▸ Data for processing
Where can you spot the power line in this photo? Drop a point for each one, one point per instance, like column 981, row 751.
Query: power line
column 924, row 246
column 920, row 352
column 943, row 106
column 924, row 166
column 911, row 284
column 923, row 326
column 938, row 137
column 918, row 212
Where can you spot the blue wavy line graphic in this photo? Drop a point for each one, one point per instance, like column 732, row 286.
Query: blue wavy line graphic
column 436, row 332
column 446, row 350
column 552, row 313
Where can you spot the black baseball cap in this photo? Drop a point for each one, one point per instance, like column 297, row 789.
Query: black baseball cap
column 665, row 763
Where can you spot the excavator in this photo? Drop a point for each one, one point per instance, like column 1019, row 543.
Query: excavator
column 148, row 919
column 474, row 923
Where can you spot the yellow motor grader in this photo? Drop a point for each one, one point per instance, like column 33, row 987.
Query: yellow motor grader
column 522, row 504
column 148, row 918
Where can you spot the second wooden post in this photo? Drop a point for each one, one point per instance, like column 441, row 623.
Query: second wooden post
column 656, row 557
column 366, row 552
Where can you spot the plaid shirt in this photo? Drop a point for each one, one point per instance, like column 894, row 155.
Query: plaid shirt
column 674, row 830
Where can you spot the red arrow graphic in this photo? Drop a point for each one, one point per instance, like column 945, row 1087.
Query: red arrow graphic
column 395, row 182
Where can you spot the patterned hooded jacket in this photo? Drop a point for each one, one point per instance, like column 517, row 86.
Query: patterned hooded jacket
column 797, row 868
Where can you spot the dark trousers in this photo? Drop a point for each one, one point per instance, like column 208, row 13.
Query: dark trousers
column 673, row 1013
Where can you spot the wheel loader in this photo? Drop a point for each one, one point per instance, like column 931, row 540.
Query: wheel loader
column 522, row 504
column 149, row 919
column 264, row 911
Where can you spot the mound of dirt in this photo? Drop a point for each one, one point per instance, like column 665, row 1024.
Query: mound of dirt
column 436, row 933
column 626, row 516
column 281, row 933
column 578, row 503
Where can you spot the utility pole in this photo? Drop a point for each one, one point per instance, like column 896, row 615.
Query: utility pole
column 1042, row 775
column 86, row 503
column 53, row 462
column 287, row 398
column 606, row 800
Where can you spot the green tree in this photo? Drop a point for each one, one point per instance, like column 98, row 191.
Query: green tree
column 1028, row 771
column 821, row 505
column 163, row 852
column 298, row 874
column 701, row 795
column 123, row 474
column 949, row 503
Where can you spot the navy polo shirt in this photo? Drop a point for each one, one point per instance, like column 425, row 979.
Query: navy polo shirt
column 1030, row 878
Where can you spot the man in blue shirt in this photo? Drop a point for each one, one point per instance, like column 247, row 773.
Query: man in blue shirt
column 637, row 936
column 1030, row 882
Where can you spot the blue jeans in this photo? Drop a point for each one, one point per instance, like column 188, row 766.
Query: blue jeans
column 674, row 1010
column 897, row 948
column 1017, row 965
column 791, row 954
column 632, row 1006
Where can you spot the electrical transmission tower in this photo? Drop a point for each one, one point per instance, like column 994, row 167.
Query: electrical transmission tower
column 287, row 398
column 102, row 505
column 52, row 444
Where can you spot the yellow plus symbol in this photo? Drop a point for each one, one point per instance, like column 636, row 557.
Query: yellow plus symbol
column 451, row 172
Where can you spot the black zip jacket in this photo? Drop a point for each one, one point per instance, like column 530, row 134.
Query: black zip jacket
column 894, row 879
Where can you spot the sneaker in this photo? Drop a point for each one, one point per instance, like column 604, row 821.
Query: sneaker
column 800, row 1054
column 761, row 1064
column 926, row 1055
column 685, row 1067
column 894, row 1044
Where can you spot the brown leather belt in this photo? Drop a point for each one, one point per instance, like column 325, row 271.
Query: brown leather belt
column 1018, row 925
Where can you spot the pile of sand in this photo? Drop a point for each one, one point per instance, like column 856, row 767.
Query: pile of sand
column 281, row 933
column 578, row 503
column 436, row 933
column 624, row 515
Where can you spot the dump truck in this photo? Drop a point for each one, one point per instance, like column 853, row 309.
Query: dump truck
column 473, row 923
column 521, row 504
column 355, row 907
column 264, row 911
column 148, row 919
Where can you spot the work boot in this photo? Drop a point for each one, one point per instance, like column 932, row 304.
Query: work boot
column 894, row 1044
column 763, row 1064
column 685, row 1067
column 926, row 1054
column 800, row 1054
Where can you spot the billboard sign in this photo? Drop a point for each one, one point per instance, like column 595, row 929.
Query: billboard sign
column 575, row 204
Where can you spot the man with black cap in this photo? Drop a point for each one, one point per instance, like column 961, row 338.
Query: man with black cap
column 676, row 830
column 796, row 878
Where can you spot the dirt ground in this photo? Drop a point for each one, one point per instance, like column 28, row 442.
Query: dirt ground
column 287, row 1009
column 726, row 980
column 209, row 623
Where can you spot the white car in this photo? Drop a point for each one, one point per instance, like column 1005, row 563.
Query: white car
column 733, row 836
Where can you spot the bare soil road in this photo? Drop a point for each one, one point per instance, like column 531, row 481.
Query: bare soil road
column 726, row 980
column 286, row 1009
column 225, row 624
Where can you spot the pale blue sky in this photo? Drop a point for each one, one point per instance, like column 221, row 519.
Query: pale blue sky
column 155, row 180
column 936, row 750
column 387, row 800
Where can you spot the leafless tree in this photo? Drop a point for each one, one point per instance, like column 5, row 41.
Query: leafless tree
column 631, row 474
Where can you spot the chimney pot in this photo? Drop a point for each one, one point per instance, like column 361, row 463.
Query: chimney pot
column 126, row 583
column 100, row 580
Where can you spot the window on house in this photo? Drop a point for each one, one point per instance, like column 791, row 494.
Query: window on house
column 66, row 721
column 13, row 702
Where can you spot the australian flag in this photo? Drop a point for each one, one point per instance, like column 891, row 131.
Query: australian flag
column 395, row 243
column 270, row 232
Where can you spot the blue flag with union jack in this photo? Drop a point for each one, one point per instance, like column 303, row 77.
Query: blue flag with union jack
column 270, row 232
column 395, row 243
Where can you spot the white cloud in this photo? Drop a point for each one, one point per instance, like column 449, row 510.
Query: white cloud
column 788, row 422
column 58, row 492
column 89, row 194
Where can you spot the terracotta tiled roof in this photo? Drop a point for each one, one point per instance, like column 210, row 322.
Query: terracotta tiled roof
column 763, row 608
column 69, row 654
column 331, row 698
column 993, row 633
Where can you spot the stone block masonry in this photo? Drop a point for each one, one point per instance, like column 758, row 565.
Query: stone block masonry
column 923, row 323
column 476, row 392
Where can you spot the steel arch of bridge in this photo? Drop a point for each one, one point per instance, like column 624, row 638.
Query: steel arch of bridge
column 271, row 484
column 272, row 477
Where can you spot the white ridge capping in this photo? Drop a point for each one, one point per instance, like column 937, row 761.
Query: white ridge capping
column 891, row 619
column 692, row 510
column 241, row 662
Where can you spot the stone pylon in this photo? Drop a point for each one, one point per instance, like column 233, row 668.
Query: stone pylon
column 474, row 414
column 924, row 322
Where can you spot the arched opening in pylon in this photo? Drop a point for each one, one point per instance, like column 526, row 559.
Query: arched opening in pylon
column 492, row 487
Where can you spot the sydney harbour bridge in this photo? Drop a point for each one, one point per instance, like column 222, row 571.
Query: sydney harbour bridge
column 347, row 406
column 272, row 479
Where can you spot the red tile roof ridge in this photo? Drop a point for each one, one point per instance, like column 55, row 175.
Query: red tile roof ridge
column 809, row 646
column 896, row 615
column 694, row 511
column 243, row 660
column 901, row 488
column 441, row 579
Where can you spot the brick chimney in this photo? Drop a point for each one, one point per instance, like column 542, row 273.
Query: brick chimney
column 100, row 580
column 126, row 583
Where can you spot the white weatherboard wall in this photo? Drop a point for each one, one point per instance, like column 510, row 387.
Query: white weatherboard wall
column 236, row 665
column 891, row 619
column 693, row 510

▸ Stated goal
Copy out every row above, replacing "Drop a point" with "Place a point" wherever it appears and leaving everything else unchanged.

▸ Answer to this exercise
Where can you spot the power line in this photo? Place a point for each one, one point per instance, like column 981, row 751.
Query: power line
column 924, row 246
column 920, row 352
column 943, row 106
column 924, row 166
column 911, row 284
column 923, row 326
column 938, row 137
column 918, row 212
Where can you spot the blue wavy line graphic in this photo? Place a point for each one, one point per instance, like column 732, row 286.
Query: blue wavy line graphic
column 436, row 332
column 446, row 350
column 552, row 313
Where can you spot the black baseball cap in this photo? Place a point for each one, one point per instance, like column 297, row 789.
Query: black baseball cap
column 665, row 763
Where can you spot the excavator in this photo? Place a point for each one, one point per instance, like column 1019, row 543.
Query: excavator
column 148, row 919
column 474, row 923
Where can you spot the yellow motor grader in this photo? Place a point for each one, one point per instance, like column 33, row 987.
Query: yellow motor grader
column 522, row 504
column 148, row 918
Where can you spot the second wooden post in this photo? Place a point for each one, one point per instance, like column 441, row 623.
Query: second wooden post
column 656, row 557
column 366, row 552
Where can you spot the plaid shirt in this photo? Place a point for each one, one point per instance, like column 894, row 155.
Query: plaid shirt
column 674, row 830
Where can you spot the red arrow graphic in this photo? Place a point for each one, one point per instance, like column 945, row 1087.
Query: red arrow graphic
column 395, row 182
Where can you spot the patterned hooded jacket in this photo? Place a point for each one, one point per instance, like column 517, row 86.
Query: patterned hooded jacket
column 797, row 868
Where can you spot the dark trousers in this photo? Place a point for each one, one point per instance, like column 208, row 13.
Query: dark trousers
column 673, row 1013
Where can you spot the wheel loader in this photo? Place a point for each one, one point per instance, like column 931, row 540.
Query: wheel loader
column 522, row 504
column 149, row 919
column 264, row 911
Where can you spot the mound of dirt in this photo? Place a point for each one, one point per instance, like column 665, row 1024.
Query: mound of dirt
column 436, row 933
column 626, row 516
column 281, row 933
column 578, row 503
Where can you spot the utility pole in this photo? Place a point for each one, one point per instance, like column 896, row 615.
Query: utility pole
column 1042, row 775
column 86, row 503
column 53, row 462
column 287, row 398
column 606, row 800
Where can you spot the green tree in this photo? Place a point for each one, one point per instance, like column 98, row 191.
Query: green tree
column 1028, row 771
column 821, row 505
column 163, row 852
column 298, row 874
column 701, row 795
column 123, row 474
column 949, row 503
Where can you spot the navy polo shirt in this photo? Place a point for each one, one point per instance, like column 425, row 979.
Query: navy polo shirt
column 1030, row 878
Where can you spot the man in blue shirt in this photo? Place a point for each one, one point per instance, like column 247, row 773.
Query: man in blue shirt
column 637, row 936
column 1030, row 882
Where can you spot the blue jeans in this photo? Place a point for each one, one point per instance, like column 188, row 766.
Query: blue jeans
column 674, row 1010
column 897, row 948
column 1017, row 965
column 791, row 954
column 632, row 1006
Where can you spot the electrical transmission tower in this photo? Place a point for each one, one point per instance, like column 994, row 167.
Query: electrical transmission tower
column 287, row 398
column 102, row 505
column 52, row 444
Where can you spot the yellow plus symbol in this photo? Place a point for each one, one point per instance, like column 636, row 557.
Query: yellow plus symbol
column 451, row 172
Where can you spot the black zip jacket in this photo? Place a point for each one, one point per instance, like column 530, row 134.
Query: black zip jacket
column 894, row 879
Where can you spot the sneaker in this photo? Place a point for each one, one point per instance, like column 604, row 821.
Query: sneaker
column 800, row 1054
column 761, row 1064
column 926, row 1055
column 685, row 1067
column 894, row 1044
Where can you spot the brown leather belt in this photo? Place a point for each one, one point per instance, like column 325, row 271.
Query: brown leather belt
column 1018, row 925
Where can you spot the pile of sand in this photo? Place a point for each one, one point per instance, like column 856, row 767.
Query: pile of sand
column 281, row 933
column 578, row 503
column 436, row 933
column 624, row 515
Where can you spot the dump truck in this photo? Place a point for each one, one point per instance, like column 853, row 309.
Query: dump truck
column 473, row 923
column 521, row 504
column 355, row 907
column 264, row 911
column 148, row 919
Where can you spot the work boot in this photo? Place a point for each one, one point per instance, like column 932, row 304.
Query: work boot
column 894, row 1044
column 763, row 1064
column 685, row 1067
column 926, row 1054
column 800, row 1054
Where can you spot the billboard sign in this photo? Place a point for each one, one point per instance, like column 595, row 929.
Query: billboard sign
column 575, row 204
Where can you spot the man with black cap in this photo? Place a point for each one, one point per instance, like column 961, row 338.
Query: man with black cap
column 676, row 830
column 796, row 878
Where can you spot the dirt ground in this photo? Place a point for each one, one point per instance, like column 28, row 442.
Query: dirt ground
column 287, row 1009
column 726, row 980
column 209, row 623
Where can you spot the white car in this photo? Place a point for each one, one point per instance, like column 1005, row 563.
Query: white car
column 733, row 836
Where can you spot the bare soil road in this photo? Place a point for each one, one point per instance, like column 531, row 481.
Query: bare soil road
column 726, row 980
column 286, row 1009
column 225, row 624
Where can you spot the pale blue sky in this photo? Place a point for each one, one point per instance, like column 221, row 519.
Query: pale blue sky
column 155, row 180
column 936, row 750
column 387, row 800
Where can you spot the leafless tree in this photo? Place a point for each one, one point per instance, like column 5, row 41.
Query: leafless tree
column 631, row 474
Where can you spot the chimney pot in this photo? Place a point for each one, one point per instance, like column 361, row 463.
Query: chimney pot
column 126, row 583
column 100, row 580
Where can you spot the window on house in this photo? Place a point for each one, one point per instance, like column 791, row 494.
Query: window on house
column 66, row 721
column 13, row 702
Where can you spot the australian flag in this photo? Place a point for each one, one point per instance, like column 891, row 131.
Query: australian flag
column 395, row 243
column 270, row 232
Where can you spot the blue flag with union jack in this photo? Place a point for each one, one point per instance, like column 303, row 77.
Query: blue flag with union jack
column 270, row 232
column 395, row 243
Where can you spot the white cloud in this photo? Place a point for each one, one point per instance, like column 449, row 510.
Query: white cloud
column 788, row 422
column 58, row 492
column 89, row 194
Where can you spot the terracotta tiled roof in this photo? Place a point for each one, one point per instance, like column 210, row 322.
Query: terracotta tiled roof
column 763, row 608
column 69, row 654
column 331, row 698
column 993, row 633
Where can you spot the stone block masonry in this photo? Place a point for each one, one point per instance, like column 758, row 565.
Query: stone block masonry
column 923, row 323
column 476, row 392
Where can you spot the steel arch of bridge in this photo? Place a point for each one, one point per instance, like column 624, row 638.
Query: steel arch of bridge
column 271, row 484
column 272, row 477
Where can you spot the white ridge capping in this photo? Place a point for each one, one point per instance, like column 937, row 761.
Query: white ridge capping
column 891, row 619
column 692, row 510
column 241, row 662
Where can you spot the stone pylon in this photo? Place a point for each one, one point per instance, like column 233, row 668.
Query: stone pylon
column 474, row 414
column 924, row 322
Where can you spot the arched opening in pylon in this photo? Place a point for each one, one point per instance, like column 526, row 559.
Query: arched opening in pylon
column 492, row 487
Where can you spot the sydney harbour bridge in this photo? Place a point for each one, one point per instance, like column 222, row 571.
Query: sydney harbour bridge
column 347, row 406
column 272, row 479
Where can you spot the red tile roof ridge in this photo? Place a point for each one, one point per instance, like column 55, row 175.
Query: red tile roof ridge
column 809, row 646
column 896, row 615
column 694, row 511
column 243, row 660
column 901, row 488
column 441, row 579
Where can you spot the brick chimney in this photo? Place a point for each one, one point per instance, like column 542, row 273.
Query: brick chimney
column 100, row 580
column 126, row 583
Where can you spot the white weatherboard wall in this photo? Place a point for each one, one point per instance, like column 510, row 387.
Query: white weatherboard wall
column 236, row 665
column 891, row 619
column 693, row 510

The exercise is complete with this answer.